Your assignment: Every entry that appears below is to be output exactly.

Information:
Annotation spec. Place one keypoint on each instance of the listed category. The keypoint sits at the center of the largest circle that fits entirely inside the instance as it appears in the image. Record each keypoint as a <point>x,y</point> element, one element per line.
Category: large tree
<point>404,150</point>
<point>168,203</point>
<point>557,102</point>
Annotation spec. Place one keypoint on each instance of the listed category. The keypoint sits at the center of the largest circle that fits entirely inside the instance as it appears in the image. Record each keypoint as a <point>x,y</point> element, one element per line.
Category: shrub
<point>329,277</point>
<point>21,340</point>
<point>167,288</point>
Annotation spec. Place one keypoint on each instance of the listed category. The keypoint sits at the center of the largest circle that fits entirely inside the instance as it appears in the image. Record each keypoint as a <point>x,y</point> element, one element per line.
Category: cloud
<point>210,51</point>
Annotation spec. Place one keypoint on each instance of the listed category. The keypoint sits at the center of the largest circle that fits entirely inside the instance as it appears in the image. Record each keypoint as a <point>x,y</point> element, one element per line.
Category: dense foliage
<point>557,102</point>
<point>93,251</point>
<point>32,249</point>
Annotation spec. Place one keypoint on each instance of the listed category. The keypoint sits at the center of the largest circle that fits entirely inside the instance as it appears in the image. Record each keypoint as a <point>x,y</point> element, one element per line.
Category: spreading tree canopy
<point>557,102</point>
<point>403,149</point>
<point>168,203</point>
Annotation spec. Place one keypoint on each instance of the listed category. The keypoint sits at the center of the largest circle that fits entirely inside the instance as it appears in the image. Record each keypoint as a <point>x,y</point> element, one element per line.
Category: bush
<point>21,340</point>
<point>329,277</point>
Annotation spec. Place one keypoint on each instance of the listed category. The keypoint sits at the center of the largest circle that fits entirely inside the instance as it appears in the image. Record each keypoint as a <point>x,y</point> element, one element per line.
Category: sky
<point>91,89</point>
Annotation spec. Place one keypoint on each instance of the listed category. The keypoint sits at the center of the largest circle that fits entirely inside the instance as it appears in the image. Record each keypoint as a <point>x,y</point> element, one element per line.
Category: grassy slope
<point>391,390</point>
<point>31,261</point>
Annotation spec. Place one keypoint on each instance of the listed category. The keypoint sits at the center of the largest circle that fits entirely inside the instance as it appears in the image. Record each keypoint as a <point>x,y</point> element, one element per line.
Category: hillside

Final answer:
Annotation spec. Place one keypoint on each instance of the listed category. The keypoint sits at the center of the largest circle that fits entirely inside the instance as it appears in the image. Record each keypoint as a <point>x,y</point> element, one element per line.
Category: large tree
<point>404,150</point>
<point>168,203</point>
<point>557,102</point>
Annotation spec. Place one keypoint on each instance of the listed category. The keypoint sits at the center of the largest circle that fits entirely inside the instance as it appears in the image. Record each keypoint as a <point>x,y</point> element, one element per line.
Category: shrub
<point>329,277</point>
<point>21,340</point>
<point>167,288</point>
Annotation spec. Place one keypoint on each instance of the listed category. The keypoint sits at the center of the largest circle that fits entirely inside the instance as it appears in the image. Record each keypoint as a <point>x,y</point> element, one element per line.
Category: cloud
<point>210,51</point>
Annotation spec. Place one keypoint on each instance of the listed category. The keypoint sits at the center of the largest circle that fits entirely inside the instance as it appears in the image. Record each keypoint as a <point>x,y</point> element, one element per line.
Category: dense foliage
<point>557,102</point>
<point>93,251</point>
<point>32,249</point>
Annotation spec. Place one keypoint on each instance of the listed category. The keypoint sits at the center of the largest circle that fits entirely inside the instance as it appears in the image. Record each keypoint as a <point>x,y</point> element, one element per line.
Category: spreading tree canopy
<point>557,102</point>
<point>403,149</point>
<point>168,203</point>
Annotation spec. Place one keypoint on each instance of the listed category. The keypoint sits at the center of the largest circle that fits entirely inside the instance as it appears in the image. Record each keypoint as a <point>x,y</point> element, one element per line.
Category: bush
<point>21,340</point>
<point>329,277</point>
Annotation spec. Place one keypoint on each instance of the listed category. The keypoint sits at the center of the largest circle that fits entirely inside the instance as it appears in the image. Record each keypoint as a <point>x,y</point> element, one element per line.
Category: sky
<point>91,89</point>
Annotation spec. Place one keypoint on each instance of the listed category. The keypoint sits at the center of the largest circle that fits entirely inside the instance as it appears in the image. Record each keypoint as a <point>x,y</point> element, one element per line.
Category: grassy slope
<point>391,390</point>
<point>31,261</point>
Annotation spec. Place one keypoint on each instance of the listed category. The keypoint sits at the center of the largest circle that fits entirely inside the instance as it appears in the image. Record each keypoint as a <point>x,y</point> element, one element per line.
Category: hillside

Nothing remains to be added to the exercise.